GOAL —
Copy out every line of the items below, word for word and character for character.

Saved entries:
++++++++++

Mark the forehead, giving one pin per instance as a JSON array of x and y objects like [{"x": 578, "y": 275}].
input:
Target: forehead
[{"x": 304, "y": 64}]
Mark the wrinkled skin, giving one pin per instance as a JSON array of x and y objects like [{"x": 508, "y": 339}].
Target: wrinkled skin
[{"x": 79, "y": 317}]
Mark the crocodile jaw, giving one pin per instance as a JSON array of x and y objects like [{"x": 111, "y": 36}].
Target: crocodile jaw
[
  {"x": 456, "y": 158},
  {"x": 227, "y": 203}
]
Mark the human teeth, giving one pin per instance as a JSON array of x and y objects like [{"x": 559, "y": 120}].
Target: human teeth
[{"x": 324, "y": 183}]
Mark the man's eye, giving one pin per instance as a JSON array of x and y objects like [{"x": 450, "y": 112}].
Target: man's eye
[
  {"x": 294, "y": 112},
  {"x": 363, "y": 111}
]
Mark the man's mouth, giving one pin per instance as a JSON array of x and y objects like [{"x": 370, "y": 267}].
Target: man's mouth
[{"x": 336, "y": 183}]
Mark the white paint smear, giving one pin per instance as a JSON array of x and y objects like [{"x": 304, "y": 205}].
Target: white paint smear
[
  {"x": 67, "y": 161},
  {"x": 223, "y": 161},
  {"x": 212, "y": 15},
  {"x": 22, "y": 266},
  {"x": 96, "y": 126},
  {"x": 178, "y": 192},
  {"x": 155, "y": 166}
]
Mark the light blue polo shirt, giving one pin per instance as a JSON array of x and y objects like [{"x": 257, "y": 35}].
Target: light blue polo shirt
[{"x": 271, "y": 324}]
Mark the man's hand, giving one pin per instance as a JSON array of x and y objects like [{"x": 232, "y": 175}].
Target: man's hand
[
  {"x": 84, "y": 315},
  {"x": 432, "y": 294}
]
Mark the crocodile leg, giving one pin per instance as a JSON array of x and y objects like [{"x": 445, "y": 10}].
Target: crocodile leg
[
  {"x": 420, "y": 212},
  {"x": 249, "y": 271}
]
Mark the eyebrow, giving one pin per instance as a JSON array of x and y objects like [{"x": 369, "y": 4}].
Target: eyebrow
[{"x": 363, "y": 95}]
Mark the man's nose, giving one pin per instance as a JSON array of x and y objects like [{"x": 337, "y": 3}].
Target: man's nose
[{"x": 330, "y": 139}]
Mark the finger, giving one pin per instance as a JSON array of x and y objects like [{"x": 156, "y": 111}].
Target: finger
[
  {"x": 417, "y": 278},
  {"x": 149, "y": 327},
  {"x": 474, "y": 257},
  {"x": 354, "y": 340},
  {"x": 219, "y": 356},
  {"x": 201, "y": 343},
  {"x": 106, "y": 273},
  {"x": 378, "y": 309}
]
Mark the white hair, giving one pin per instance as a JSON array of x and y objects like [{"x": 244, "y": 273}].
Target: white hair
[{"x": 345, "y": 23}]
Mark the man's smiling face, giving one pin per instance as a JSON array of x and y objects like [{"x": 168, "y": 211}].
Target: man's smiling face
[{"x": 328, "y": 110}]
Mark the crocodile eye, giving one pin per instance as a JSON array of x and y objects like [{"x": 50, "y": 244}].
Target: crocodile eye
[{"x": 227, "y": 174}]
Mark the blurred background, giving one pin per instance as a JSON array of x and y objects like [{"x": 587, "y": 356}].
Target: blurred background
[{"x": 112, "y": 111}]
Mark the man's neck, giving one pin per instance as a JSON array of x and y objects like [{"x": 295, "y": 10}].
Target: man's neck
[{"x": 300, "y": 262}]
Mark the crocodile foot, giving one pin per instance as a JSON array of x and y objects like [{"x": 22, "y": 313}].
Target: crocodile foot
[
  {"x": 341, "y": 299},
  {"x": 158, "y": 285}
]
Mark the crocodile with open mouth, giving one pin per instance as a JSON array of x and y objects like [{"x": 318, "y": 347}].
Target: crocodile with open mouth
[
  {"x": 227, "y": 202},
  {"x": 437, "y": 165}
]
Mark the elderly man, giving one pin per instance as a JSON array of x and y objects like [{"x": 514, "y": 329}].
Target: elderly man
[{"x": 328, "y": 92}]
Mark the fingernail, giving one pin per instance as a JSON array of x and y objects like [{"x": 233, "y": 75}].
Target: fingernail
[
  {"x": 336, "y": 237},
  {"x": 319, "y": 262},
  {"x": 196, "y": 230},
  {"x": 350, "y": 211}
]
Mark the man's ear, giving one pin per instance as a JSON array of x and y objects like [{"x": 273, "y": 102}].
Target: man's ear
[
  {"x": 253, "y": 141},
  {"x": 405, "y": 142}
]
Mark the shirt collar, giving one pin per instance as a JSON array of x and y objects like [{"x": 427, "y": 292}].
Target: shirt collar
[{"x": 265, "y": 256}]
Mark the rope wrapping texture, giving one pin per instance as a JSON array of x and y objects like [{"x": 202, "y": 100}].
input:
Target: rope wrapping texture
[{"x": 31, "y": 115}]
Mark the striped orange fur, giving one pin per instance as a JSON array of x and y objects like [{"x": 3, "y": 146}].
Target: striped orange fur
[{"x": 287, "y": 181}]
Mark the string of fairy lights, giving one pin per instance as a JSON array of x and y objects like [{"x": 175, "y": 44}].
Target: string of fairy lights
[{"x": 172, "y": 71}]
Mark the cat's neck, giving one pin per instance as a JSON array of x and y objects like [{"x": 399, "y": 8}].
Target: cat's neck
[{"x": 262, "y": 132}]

++++++++++

CORRECT ANSWER —
Mark the forehead, giving one pin per instance as a JSON array of x and y objects like [{"x": 578, "y": 275}].
input:
Target: forehead
[{"x": 304, "y": 64}]
Mark the wrinkled skin, giving one pin per instance as a JSON array of x and y objects like [{"x": 508, "y": 339}].
Target: wrinkled skin
[{"x": 79, "y": 317}]
Mark the crocodile jaw, giving one pin per instance as a JSON array of x and y objects like [{"x": 111, "y": 36}].
Target: crocodile jaw
[
  {"x": 456, "y": 158},
  {"x": 227, "y": 203}
]
Mark the human teeth, giving one pin per instance as a JSON array of x and y objects like [{"x": 559, "y": 120}].
Target: human teeth
[{"x": 324, "y": 183}]
Mark the man's eye, giving one pin per instance as a JSON array of x and y objects like [{"x": 450, "y": 112}].
Target: man's eye
[
  {"x": 294, "y": 112},
  {"x": 363, "y": 111}
]
Mark the man's mouth, giving one pin per instance as a JSON array of x and y objects like [{"x": 370, "y": 267}].
Target: man's mouth
[{"x": 336, "y": 183}]
Mark the white paint smear, giving one pin per instance as a JSON array of x and y objects like [{"x": 304, "y": 205}].
Target: white paint smear
[
  {"x": 67, "y": 161},
  {"x": 223, "y": 161},
  {"x": 212, "y": 15},
  {"x": 22, "y": 266},
  {"x": 96, "y": 126},
  {"x": 178, "y": 192},
  {"x": 155, "y": 166}
]
Mark the light blue polo shirt, giving one pin per instance as a JSON array of x and y objects like [{"x": 257, "y": 35}].
Target: light blue polo shirt
[{"x": 271, "y": 324}]
Mark the man's hand, giving one pin per instance as a JSON array of x and y objects like [{"x": 232, "y": 175}].
Target: man's hand
[
  {"x": 84, "y": 315},
  {"x": 432, "y": 294}
]
Mark the crocodile leg, giving one pin per instance as a JSON array of x and y objects like [{"x": 445, "y": 10}].
Target: crocodile leg
[
  {"x": 420, "y": 212},
  {"x": 249, "y": 271}
]
Mark the eyebrow, giving one pin per instance as a JSON array of x and y objects like [{"x": 369, "y": 4}].
Target: eyebrow
[{"x": 363, "y": 95}]
Mark the man's nose, giving one pin per instance as a JSON array of x and y objects like [{"x": 337, "y": 3}].
Target: man's nose
[{"x": 330, "y": 139}]
Mark the finger, giving one pin per instance as a JSON array of x and y objects like [{"x": 156, "y": 111}].
Target: finger
[
  {"x": 417, "y": 278},
  {"x": 149, "y": 327},
  {"x": 474, "y": 257},
  {"x": 354, "y": 340},
  {"x": 219, "y": 356},
  {"x": 201, "y": 343},
  {"x": 106, "y": 273},
  {"x": 378, "y": 309}
]
Mark the white hair, giving one pin per instance as a JSON array of x and y objects like [{"x": 244, "y": 273}].
Target: white hair
[{"x": 345, "y": 23}]
Mark the man's smiling face, giving one pin per instance as a JSON array of x and y objects like [{"x": 168, "y": 211}].
Target: man's smiling face
[{"x": 328, "y": 110}]
Mark the crocodile eye, giving one pin per instance as a JSON array of x and y objects like [{"x": 50, "y": 244}].
Target: crocodile eye
[{"x": 227, "y": 174}]
Mark the blurred background, giving one pin per instance as a JSON array of x and y objects like [{"x": 587, "y": 356}].
Target: blurred background
[{"x": 112, "y": 111}]
Mark the man's neck, giving one pin per instance as a JSON array of x and y objects like [{"x": 295, "y": 10}].
Target: man's neck
[{"x": 300, "y": 262}]
Mark the crocodile foot, giving one pin per instance as a JSON array of x and y objects like [{"x": 22, "y": 313}].
Target: crocodile foot
[
  {"x": 341, "y": 299},
  {"x": 158, "y": 285}
]
Mark the crocodile with open mouth, giving one pin per instance as a JSON array of x and y objects like [{"x": 318, "y": 347}].
Target: crocodile with open mouth
[
  {"x": 227, "y": 202},
  {"x": 437, "y": 165}
]
Mark the elderly man, giving one pin per instance as a JSON array of x and y objects like [{"x": 514, "y": 329}].
Target: elderly man
[{"x": 328, "y": 92}]
Mark the fingernail, giving one pin per instance as a JSON array of x and y objects like [{"x": 233, "y": 75}].
Target: fingernail
[
  {"x": 336, "y": 237},
  {"x": 319, "y": 262},
  {"x": 196, "y": 230},
  {"x": 350, "y": 211}
]
Mark the man's ear, giving one pin per instance as a JSON array of x and y objects like [{"x": 273, "y": 102}].
Target: man's ear
[
  {"x": 253, "y": 141},
  {"x": 405, "y": 142}
]
Mark the shirt collar, giving one pin per instance as a JSON array of x and y objects like [{"x": 427, "y": 292}].
Target: shirt collar
[{"x": 265, "y": 256}]
Mark the rope wrapping texture, giving one pin per instance as a JSON array of x and y objects like [{"x": 202, "y": 100}].
input:
Target: rope wrapping texture
[{"x": 31, "y": 115}]
Mark the striped orange fur, giving one pin per instance as a JSON array of x and y objects like [{"x": 3, "y": 146}].
Target: striped orange fur
[{"x": 287, "y": 181}]
Mark the string of fairy lights, giving one pin per instance as a JSON array of x and y objects like [{"x": 175, "y": 44}].
Target: string of fairy lights
[{"x": 172, "y": 71}]
Mark the cat's neck, giving one pin per instance as a JSON array of x and y objects like [{"x": 399, "y": 8}].
Target: cat's neck
[{"x": 262, "y": 132}]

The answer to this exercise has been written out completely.